### Directions
Return the records line for line, from the first line through the line with "205,142,215,149", including both of those lines.
** BEGIN Task data **
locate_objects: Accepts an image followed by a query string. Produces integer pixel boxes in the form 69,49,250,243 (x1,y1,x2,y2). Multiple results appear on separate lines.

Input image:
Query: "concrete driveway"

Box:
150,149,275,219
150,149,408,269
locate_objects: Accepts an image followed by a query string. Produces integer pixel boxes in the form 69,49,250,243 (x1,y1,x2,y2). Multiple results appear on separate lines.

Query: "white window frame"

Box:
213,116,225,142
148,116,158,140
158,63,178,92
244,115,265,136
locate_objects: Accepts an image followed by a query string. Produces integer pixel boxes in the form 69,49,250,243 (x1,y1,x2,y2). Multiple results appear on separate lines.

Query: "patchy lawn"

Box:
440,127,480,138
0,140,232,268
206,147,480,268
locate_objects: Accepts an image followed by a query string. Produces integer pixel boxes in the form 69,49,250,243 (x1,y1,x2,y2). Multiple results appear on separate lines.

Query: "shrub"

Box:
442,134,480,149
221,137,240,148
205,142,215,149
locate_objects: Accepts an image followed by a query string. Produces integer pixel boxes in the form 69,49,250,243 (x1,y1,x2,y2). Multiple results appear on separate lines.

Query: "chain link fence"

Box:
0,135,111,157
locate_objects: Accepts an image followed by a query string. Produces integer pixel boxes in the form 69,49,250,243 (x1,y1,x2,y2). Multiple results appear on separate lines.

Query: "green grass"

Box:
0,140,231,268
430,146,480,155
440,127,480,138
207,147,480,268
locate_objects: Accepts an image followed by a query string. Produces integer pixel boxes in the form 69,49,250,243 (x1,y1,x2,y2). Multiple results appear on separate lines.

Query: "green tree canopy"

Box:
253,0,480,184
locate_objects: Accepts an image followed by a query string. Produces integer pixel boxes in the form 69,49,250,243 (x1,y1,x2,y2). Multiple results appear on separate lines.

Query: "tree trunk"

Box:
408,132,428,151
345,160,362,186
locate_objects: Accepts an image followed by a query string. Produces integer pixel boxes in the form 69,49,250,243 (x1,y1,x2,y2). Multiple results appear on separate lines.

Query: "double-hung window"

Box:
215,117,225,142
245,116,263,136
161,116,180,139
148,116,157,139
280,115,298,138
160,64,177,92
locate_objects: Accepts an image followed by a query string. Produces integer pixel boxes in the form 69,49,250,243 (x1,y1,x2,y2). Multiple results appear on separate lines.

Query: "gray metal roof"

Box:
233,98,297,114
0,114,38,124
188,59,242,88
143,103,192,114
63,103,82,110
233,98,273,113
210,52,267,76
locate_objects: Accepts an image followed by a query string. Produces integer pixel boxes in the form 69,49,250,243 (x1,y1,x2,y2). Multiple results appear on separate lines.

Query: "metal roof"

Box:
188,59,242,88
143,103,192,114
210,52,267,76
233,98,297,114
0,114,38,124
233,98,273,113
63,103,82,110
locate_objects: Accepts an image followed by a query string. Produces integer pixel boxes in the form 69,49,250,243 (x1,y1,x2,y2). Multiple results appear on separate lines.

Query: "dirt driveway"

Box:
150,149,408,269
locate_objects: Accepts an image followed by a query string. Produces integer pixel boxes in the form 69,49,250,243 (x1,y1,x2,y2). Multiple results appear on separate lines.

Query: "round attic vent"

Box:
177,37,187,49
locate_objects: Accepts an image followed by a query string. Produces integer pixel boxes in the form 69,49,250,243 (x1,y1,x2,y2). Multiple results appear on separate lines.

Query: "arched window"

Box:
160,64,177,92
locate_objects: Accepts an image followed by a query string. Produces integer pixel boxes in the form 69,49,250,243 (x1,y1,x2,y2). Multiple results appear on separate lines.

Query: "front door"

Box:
** END Task data **
### In response
locate_objects: Accepts an image followed by a query string. Produces integer pixel boxes in the form 69,49,250,243 (x1,y1,x2,y2). Multiple results appear on separate lines.

Input image:
Query: "concrete driveway"

Box:
150,149,275,219
150,149,408,269
locate_objects: Accepts an image followed by a query string. Produces integer pixel boxes in the form 69,49,250,243 (x1,y1,x2,y2). Multiple results appear on separate lines.

Query: "white window frame"

Box:
213,116,225,142
148,116,158,140
158,63,178,92
244,115,265,136
locate_objects: Accepts an image followed by a query string. Produces integer pixel boxes in the form 69,49,250,243 (x1,y1,x2,y2). Multiple results appear on separate lines.

Query: "patchy lawn"

Box:
440,127,480,138
0,140,232,268
206,147,480,268
locate_objects: Accepts an image followed by a query string. Produces integer pixel boxes in the form 69,49,250,243 (x1,y1,x2,y2). Multiple results appear on separate lines.

Query: "shrub"

Box:
442,134,480,149
221,137,240,148
205,142,215,149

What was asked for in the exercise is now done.